▶ _What you are asked to do_
With the pictures omitted, please transcribe exactly the lines beginning at the one that contains "Can you find the mossy" and ending with the last line of the records below.

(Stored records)
──────────
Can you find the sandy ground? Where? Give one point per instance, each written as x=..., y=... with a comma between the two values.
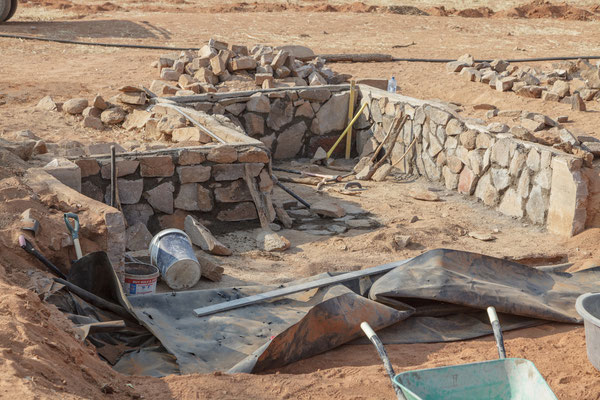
x=40, y=358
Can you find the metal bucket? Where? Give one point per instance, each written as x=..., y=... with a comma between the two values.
x=140, y=279
x=588, y=306
x=172, y=252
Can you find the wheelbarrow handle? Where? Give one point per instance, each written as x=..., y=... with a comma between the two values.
x=497, y=332
x=73, y=229
x=370, y=333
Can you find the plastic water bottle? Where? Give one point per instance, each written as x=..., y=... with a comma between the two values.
x=392, y=85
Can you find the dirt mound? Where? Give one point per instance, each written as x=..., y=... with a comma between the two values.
x=69, y=5
x=356, y=7
x=545, y=9
x=533, y=10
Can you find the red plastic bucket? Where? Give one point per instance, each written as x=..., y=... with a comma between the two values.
x=140, y=279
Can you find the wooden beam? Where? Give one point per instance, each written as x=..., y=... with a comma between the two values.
x=273, y=294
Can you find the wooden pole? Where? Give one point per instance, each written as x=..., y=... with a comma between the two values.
x=350, y=115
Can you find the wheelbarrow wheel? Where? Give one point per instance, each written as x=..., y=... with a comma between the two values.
x=13, y=9
x=5, y=9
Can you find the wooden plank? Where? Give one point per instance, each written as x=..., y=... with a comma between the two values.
x=273, y=294
x=257, y=198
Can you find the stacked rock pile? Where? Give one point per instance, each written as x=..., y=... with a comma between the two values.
x=216, y=64
x=566, y=82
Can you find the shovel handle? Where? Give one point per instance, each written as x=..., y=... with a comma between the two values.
x=73, y=229
x=383, y=355
x=497, y=332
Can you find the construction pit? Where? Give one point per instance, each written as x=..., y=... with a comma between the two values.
x=465, y=178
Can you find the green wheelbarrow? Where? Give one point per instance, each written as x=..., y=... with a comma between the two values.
x=502, y=379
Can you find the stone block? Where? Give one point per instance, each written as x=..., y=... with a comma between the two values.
x=501, y=152
x=194, y=174
x=450, y=178
x=129, y=191
x=511, y=204
x=138, y=237
x=66, y=172
x=231, y=172
x=161, y=197
x=187, y=198
x=333, y=115
x=137, y=213
x=191, y=157
x=467, y=181
x=255, y=124
x=222, y=154
x=235, y=192
x=240, y=212
x=290, y=141
x=315, y=95
x=258, y=103
x=253, y=155
x=88, y=167
x=75, y=106
x=566, y=210
x=500, y=178
x=486, y=191
x=124, y=168
x=243, y=63
x=437, y=115
x=190, y=134
x=281, y=114
x=156, y=166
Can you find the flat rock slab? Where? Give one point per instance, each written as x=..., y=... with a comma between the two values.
x=424, y=195
x=328, y=209
x=270, y=241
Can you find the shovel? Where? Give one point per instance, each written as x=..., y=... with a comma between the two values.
x=74, y=230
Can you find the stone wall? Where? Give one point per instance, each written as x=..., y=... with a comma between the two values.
x=291, y=122
x=520, y=179
x=159, y=189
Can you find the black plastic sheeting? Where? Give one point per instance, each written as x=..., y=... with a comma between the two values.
x=435, y=297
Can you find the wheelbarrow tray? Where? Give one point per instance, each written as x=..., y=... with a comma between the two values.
x=504, y=379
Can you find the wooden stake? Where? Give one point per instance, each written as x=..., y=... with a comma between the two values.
x=261, y=208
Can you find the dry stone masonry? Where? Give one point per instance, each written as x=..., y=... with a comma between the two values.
x=159, y=190
x=521, y=179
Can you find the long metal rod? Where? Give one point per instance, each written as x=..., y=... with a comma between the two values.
x=193, y=121
x=113, y=177
x=273, y=294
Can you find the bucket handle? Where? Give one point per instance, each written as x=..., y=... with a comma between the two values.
x=73, y=229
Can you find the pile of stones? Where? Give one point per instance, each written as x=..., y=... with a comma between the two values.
x=99, y=113
x=566, y=82
x=217, y=66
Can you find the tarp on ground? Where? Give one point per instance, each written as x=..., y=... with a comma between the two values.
x=438, y=296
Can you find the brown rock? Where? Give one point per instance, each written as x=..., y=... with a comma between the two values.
x=194, y=174
x=201, y=237
x=113, y=116
x=157, y=166
x=75, y=106
x=222, y=154
x=240, y=212
x=88, y=167
x=253, y=155
x=191, y=157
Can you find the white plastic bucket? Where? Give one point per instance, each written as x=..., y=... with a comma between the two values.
x=172, y=253
x=140, y=279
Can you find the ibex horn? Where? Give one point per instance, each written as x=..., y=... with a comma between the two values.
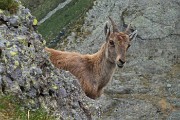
x=115, y=29
x=128, y=28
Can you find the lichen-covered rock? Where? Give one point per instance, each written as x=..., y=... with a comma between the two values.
x=25, y=70
x=153, y=60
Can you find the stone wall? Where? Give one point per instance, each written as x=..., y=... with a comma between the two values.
x=148, y=86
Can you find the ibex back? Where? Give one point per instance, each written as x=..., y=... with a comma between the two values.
x=96, y=70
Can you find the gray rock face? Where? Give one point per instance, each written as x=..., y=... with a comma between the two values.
x=148, y=85
x=26, y=72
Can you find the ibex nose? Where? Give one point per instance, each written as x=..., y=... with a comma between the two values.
x=121, y=61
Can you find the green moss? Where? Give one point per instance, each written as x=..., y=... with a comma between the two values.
x=11, y=109
x=63, y=18
x=40, y=8
x=13, y=53
x=10, y=5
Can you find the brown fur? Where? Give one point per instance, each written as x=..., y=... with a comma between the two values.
x=96, y=70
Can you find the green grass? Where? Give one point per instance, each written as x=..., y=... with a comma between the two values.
x=11, y=109
x=63, y=18
x=10, y=5
x=40, y=8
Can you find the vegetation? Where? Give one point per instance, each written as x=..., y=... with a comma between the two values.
x=11, y=108
x=10, y=5
x=40, y=8
x=63, y=18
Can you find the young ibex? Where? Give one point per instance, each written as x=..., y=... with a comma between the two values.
x=96, y=70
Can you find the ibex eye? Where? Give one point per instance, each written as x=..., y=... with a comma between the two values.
x=111, y=43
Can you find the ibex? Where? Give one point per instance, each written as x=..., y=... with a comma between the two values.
x=96, y=70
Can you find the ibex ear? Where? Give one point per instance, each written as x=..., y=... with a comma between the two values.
x=133, y=35
x=107, y=30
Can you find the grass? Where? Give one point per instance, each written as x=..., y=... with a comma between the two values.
x=63, y=18
x=40, y=8
x=11, y=109
x=10, y=5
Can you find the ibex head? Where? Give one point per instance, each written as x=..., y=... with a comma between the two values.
x=117, y=43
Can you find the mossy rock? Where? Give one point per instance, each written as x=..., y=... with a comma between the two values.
x=10, y=5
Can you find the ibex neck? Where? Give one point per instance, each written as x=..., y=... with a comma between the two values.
x=105, y=67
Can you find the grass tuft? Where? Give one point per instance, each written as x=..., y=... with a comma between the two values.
x=11, y=109
x=10, y=5
x=64, y=18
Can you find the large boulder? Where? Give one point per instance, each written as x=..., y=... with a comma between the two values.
x=26, y=72
x=148, y=86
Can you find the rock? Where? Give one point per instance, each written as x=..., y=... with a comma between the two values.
x=26, y=72
x=152, y=69
x=174, y=115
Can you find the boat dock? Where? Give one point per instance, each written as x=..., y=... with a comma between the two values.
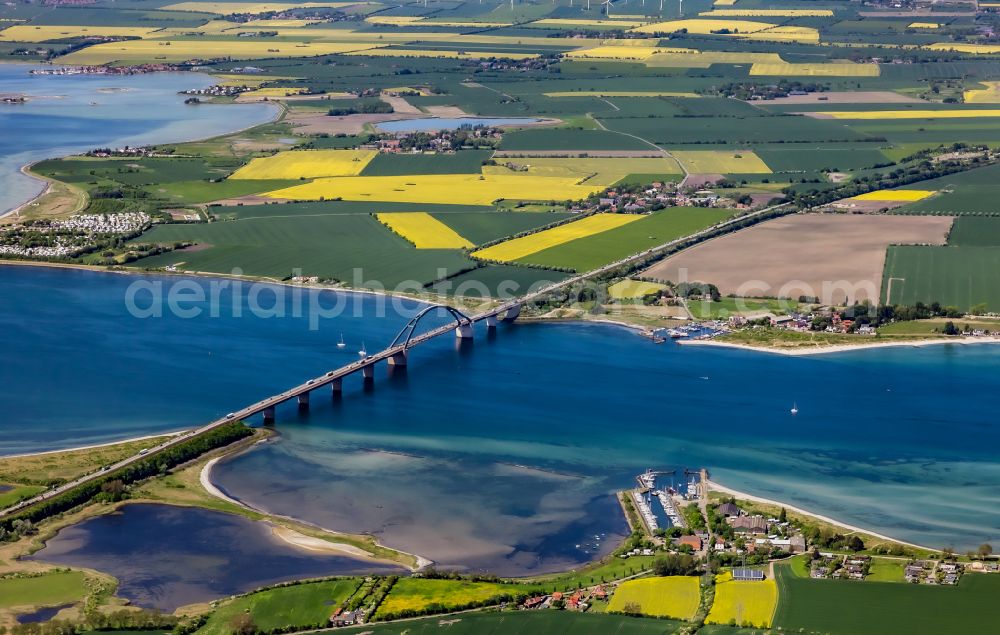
x=667, y=501
x=645, y=512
──────────
▶ _Task solution_
Can you find the mossy rock? Where? Give one point per instance, each written as x=..., y=... with a comma between the two values.
x=10, y=5
Can you find the ibex neck? Where? Give one point per instance, each written as x=..., y=... with a comma between the two values.
x=105, y=67
Can you find the grass tuft? Where? Give one point per instance, each written as x=..., y=... with a comma between the two values.
x=11, y=109
x=10, y=5
x=64, y=18
Can you find the large boulder? Where? Give one point per instance, each written as x=..., y=... with a comma between the two values.
x=26, y=72
x=148, y=86
Can you find the rock? Where? Give one point per instance, each written as x=..., y=... with a comma between the two values.
x=26, y=72
x=152, y=69
x=174, y=115
Can you find the boat dock? Where? Give one point per instance, each written as x=..., y=... with a comma between the two values.
x=667, y=501
x=645, y=512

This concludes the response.